Data in this exercise:
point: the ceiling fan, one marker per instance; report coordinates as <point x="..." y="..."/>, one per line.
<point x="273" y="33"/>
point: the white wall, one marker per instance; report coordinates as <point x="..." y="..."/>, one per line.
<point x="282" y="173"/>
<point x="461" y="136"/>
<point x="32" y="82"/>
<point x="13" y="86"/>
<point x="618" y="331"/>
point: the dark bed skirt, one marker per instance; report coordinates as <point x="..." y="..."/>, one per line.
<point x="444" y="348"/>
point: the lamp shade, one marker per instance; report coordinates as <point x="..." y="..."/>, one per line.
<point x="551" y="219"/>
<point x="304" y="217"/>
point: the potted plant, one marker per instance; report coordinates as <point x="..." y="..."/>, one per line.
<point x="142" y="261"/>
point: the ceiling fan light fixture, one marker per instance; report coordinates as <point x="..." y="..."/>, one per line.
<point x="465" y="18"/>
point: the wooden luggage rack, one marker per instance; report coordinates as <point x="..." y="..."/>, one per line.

Task brief:
Every line of the material above must be duplicated exactly.

Written answer:
point: the ceiling fan, one marker per instance; report coordinates as <point x="..." y="..."/>, one per line.
<point x="273" y="33"/>
point: the white wall, one marker per instance; report coordinates as <point x="..." y="..."/>, one per line.
<point x="282" y="173"/>
<point x="461" y="136"/>
<point x="32" y="82"/>
<point x="13" y="86"/>
<point x="618" y="331"/>
point: the dark bed skirt, one marker per instance; report coordinates as <point x="..." y="..."/>, one per line.
<point x="444" y="348"/>
point: the lamp shade, one marker per instance; report coordinates as <point x="..." y="..."/>, one per line.
<point x="551" y="219"/>
<point x="304" y="217"/>
point: the potted plant, one marker per instance; report coordinates as <point x="..." y="..."/>, one per line.
<point x="142" y="261"/>
point: the ceiling fan light fixture, one marker per instance; report coordinates as <point x="..." y="..."/>, one per line.
<point x="465" y="18"/>
point: the wooden luggage rack, one marker per instance; report coordinates as <point x="..." y="..."/>, one per line.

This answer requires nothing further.